What you have to do: If a record holds a picture, drop the picture and return the rest of the record word for word.

[Region pointing data]

>>>>

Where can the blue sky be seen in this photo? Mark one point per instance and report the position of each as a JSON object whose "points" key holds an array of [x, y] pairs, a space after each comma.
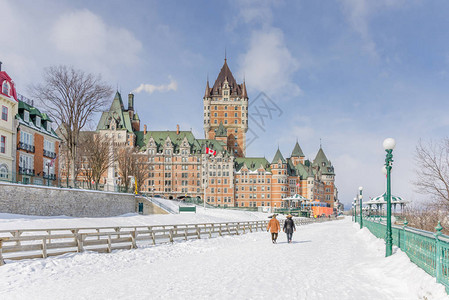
{"points": [[348, 72]]}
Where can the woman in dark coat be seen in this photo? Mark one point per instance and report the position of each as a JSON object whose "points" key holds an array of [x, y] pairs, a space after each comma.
{"points": [[289, 227]]}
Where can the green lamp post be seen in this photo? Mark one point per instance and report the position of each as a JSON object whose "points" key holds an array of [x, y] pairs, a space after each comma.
{"points": [[355, 210], [353, 214], [361, 210], [389, 145]]}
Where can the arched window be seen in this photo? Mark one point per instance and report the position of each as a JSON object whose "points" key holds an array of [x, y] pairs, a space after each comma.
{"points": [[5, 88]]}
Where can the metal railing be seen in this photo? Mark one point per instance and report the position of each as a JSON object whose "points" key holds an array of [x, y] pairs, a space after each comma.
{"points": [[26, 171], [26, 147], [428, 250], [49, 154]]}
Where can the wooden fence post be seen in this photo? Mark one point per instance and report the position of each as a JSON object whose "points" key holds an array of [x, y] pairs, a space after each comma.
{"points": [[438, 253], [133, 239], [2, 262], [109, 244], [170, 234], [79, 241], [198, 231]]}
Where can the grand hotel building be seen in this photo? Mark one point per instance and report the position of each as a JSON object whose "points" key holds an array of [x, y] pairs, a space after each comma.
{"points": [[179, 166]]}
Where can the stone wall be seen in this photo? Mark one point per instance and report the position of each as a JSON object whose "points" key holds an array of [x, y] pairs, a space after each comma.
{"points": [[149, 208], [49, 201]]}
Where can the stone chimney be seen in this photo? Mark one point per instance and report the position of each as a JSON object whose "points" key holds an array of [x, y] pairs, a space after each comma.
{"points": [[131, 101]]}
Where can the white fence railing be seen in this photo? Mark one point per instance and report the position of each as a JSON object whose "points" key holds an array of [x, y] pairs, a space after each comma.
{"points": [[42, 243]]}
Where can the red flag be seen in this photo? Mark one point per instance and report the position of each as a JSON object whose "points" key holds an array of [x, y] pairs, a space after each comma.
{"points": [[211, 151], [52, 161]]}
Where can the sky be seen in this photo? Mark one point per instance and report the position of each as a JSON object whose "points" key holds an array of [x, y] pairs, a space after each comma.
{"points": [[345, 74]]}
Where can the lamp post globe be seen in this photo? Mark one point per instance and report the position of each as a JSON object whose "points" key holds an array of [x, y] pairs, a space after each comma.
{"points": [[389, 144], [361, 209], [355, 210]]}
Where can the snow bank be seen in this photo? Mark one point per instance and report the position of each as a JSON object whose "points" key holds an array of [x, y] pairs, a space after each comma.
{"points": [[331, 260], [11, 221]]}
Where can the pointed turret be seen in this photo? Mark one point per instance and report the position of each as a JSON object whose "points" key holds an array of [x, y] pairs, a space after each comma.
{"points": [[278, 156], [221, 131], [225, 74], [321, 158], [244, 93], [297, 151], [323, 163]]}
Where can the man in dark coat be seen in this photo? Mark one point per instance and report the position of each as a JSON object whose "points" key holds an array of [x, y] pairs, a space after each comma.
{"points": [[289, 227]]}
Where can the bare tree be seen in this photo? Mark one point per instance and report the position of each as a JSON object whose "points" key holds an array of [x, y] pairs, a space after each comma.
{"points": [[432, 161], [71, 97], [97, 153], [132, 165]]}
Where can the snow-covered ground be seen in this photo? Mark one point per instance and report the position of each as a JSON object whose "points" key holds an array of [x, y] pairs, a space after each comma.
{"points": [[332, 260], [208, 215]]}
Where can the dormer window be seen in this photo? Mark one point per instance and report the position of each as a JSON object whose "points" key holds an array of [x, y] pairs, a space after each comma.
{"points": [[5, 88], [26, 116]]}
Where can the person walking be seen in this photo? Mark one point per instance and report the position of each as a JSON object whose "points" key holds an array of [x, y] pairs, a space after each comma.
{"points": [[289, 227], [274, 227]]}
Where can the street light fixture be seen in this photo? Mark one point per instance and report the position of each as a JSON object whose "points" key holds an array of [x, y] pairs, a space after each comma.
{"points": [[361, 210], [389, 145]]}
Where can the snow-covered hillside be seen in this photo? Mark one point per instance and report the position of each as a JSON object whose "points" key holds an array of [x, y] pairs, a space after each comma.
{"points": [[9, 221]]}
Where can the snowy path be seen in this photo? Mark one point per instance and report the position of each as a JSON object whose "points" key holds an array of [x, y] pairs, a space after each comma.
{"points": [[333, 260]]}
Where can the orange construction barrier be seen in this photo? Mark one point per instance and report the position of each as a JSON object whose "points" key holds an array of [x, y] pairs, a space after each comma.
{"points": [[318, 211]]}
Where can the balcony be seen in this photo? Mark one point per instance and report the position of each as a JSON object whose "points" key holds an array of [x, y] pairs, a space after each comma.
{"points": [[26, 147], [49, 176], [25, 171], [49, 154]]}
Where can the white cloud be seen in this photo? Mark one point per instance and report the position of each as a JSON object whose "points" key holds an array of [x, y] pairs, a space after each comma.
{"points": [[151, 88], [359, 13], [82, 35], [268, 65]]}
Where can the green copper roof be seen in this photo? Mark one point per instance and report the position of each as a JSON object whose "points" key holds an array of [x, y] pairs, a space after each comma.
{"points": [[323, 163], [253, 163], [320, 157], [221, 131], [278, 156], [297, 151]]}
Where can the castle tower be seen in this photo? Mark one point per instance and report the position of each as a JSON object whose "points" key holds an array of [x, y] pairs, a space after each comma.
{"points": [[297, 155], [227, 102]]}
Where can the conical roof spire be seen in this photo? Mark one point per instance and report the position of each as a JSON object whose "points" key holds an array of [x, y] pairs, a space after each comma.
{"points": [[244, 93], [221, 131], [321, 158], [207, 92], [278, 156], [297, 151], [225, 73]]}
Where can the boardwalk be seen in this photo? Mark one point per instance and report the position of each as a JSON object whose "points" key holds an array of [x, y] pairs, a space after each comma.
{"points": [[331, 260]]}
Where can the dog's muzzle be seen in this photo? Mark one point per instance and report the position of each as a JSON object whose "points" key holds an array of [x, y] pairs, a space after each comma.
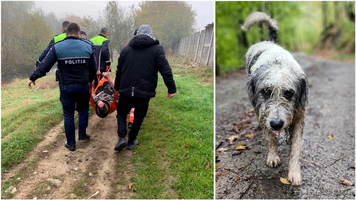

<<<<

Answer to this problem:
Where can the blue sky be seen in this photo? Mark one point per instance and report the position of each as a JSON object whose "points" key holds an array of [x, y] pairs, a space after each comma.
{"points": [[348, 72]]}
Where can the woman in dark coat be seen in this photo? Mark one point per instance and report the position of each as a JSON object whose "points" key holds an array of [x, y] pairs, a space after each comma.
{"points": [[289, 227]]}
Where can the green lamp post be seen in this photo? Mark one point per instance and report the position of each as a JSON object whose "points" key holds an array of [x, y] pairs, a space after each comma.
{"points": [[355, 210], [353, 214], [361, 210], [389, 145]]}
Where can the arched window be seen in this photo? Mark one point per instance and report the position of each as a JSON object whose "points" key holds an array of [x, y] pairs, a space after each comma.
{"points": [[5, 88]]}
Where can the metal railing be seen in this photo? Mark one point per instance and report the position of each as a JSON object whose "points" key holds an array of [x, y] pairs, a space after each comma.
{"points": [[26, 171], [26, 147], [428, 250], [49, 154]]}
Where can the wooden fence post be seen in this photo? Mark one point per instance and report the position of each as a JSON object whose "points" key holds an array of [x, y] pairs, a space after each comma.
{"points": [[438, 253], [133, 239], [2, 262], [109, 244], [170, 234], [79, 241], [198, 231]]}
Where can the grand hotel building be seen in this photo? Mark one point per instance and report the position of each as a JSON object whose "points" key holds an array of [x, y] pairs, a space after each comma.
{"points": [[179, 166]]}
Where can the stone wall be seen in this photo? Mark one point per instance and report the position of each as a JSON object whose "points" key holds an array of [x, y] pairs, a space after each comma.
{"points": [[149, 208], [49, 201]]}
Where can the stone chimney be seen in this photo? Mark one point per instance and report the position of each as a JSON object whose "points" key holds an array of [x, y] pairs, a space after each comma.
{"points": [[131, 101]]}
Where can the white fence railing be seen in this photo? Mark one point per instance and report the position of each as a JSON object whose "points" key holds an array of [x, y] pairs, a space after each comma.
{"points": [[42, 243]]}
Where can the red flag be seen in this photo? Mark one point per instance and report the position of each as a JSON object whose "points" key holds an array of [x, y] pairs, a space after each comma.
{"points": [[211, 151], [52, 161]]}
Where can the sky be seen in this photo? Mark one point per instance and report the position of each as a JSON object whose "points" key holds an array of [x, y] pairs, a space after each comma.
{"points": [[345, 74]]}
Where can the lamp post globe be seen in this photo? Mark one point per instance and report the position of each as a JSON object whose "points" key holds an array of [x, y] pairs, a space after each comma.
{"points": [[389, 144], [361, 209], [355, 210]]}
Where can the snow bank be seen in this photo? Mark one point per instance and report the position of each as a JSON object whose "points" key holds an array of [x, y] pairs, a space after each comma.
{"points": [[331, 260], [11, 221]]}
Where can the pointed turret be seen in this photo? Mark one point per instance and report the position of each as a JSON object whose "points" key holds an array of [x, y] pairs, a space after each comma.
{"points": [[278, 156], [221, 131], [225, 74], [321, 158], [244, 93], [297, 151], [323, 163]]}
Where can the man in dark coat be seen in this photo? Mark one point per instance and report the position of each as a JSON object whose "points" key holds an array of [x, y] pairs, a space after each comma.
{"points": [[289, 227]]}
Where can the bare tree be seen in this photo? Mark one point per instance and report the position of each as a JSON object whose "points" key holds an array of [x, y] pairs, a space after each comma.
{"points": [[432, 161], [71, 97], [97, 153], [132, 165]]}
Where can the snow-covered ground be seen in this photo? Mark one point per instance and report the position of each as a JSON object whose "points" key holds an array of [x, y] pairs, a space after each comma.
{"points": [[332, 260], [208, 215]]}
Where can the dormer window be seen in this photo? Mark one point per instance and report the position of each as a JSON object whose "points" key holds an array of [x, y] pairs, a space after each comma.
{"points": [[5, 88], [26, 116]]}
Where can the person walking be seen in this photo? Mark one point per instance and report the position of each as a JSON object whose "points" key holds an array of [x, y] pairs, a space after each comma.
{"points": [[289, 227], [274, 227]]}
Where can the street light fixture be seen in this photo? Mark one point per instance and report the position of each as a JSON object whose "points" key holds an array of [x, y] pairs, a space after each comma.
{"points": [[361, 210], [389, 145]]}
Where can the snow-covered hillside be seen in this photo? Mark one point per instance and report the position of each as a JSON object whose "points" key holds an array of [x, y] pairs, a space after each comma.
{"points": [[9, 221]]}
Where can the snowy path be seen in this photo? Mark one point per instance and report the position of each as a JSON object whose "points" key holds an array of [x, y] pairs, a space after each comma.
{"points": [[333, 260]]}
Where can the orange construction barrier be seen in this photo? Mark one point per instance and report the position of each as a JSON object whose "points" key holds an array of [x, y] pairs, a space after each comma.
{"points": [[318, 211]]}
Where can the balcony be seen in this photo? Mark one point per instance and report the position of each as a JSON object whose "points" key holds an array of [x, y] pairs, a space after each comma.
{"points": [[26, 147], [49, 176], [25, 171], [49, 154]]}
Where can the white cloud be seen in this photo? Mark one point per instance and report the position of each as a JSON object whose "points" key holds an array of [x, y] pairs, a space after each comma.
{"points": [[151, 88], [359, 13], [82, 35], [268, 65]]}
Where can the green copper roof be seen in this photo? Mark one point per instance and report the position of each as a JSON object whose "points" key holds an array of [x, y] pairs, a space after each comma.
{"points": [[323, 163], [253, 163], [320, 157], [221, 131], [278, 156], [297, 151]]}
Where can the castle tower be seen in this photo? Mark one point per instance and report the position of each as a JSON object whose "points" key holds an array of [x, y] pairs, a space after each comma.
{"points": [[297, 155], [227, 102]]}
Where can the conical roof spire be seen in this photo? Mark one point per instance and report the position of each as a JSON object whose "points" key holds an array of [x, y] pairs, a space after each comma.
{"points": [[244, 93], [221, 131], [321, 158], [207, 92], [278, 156], [297, 151], [225, 73]]}
Where can the boardwalk be seen in this photo? Mark one point per instance and report the position of each as a JSON object whose "points" key holds an array of [x, y] pairs, a space after each comma.
{"points": [[331, 260]]}
Where can the dog's muzzle be seen in this photo? Mark one point per instance and report the position of each as a JSON object whose "points" key holds an array of [x, y] pairs, a space after each comma.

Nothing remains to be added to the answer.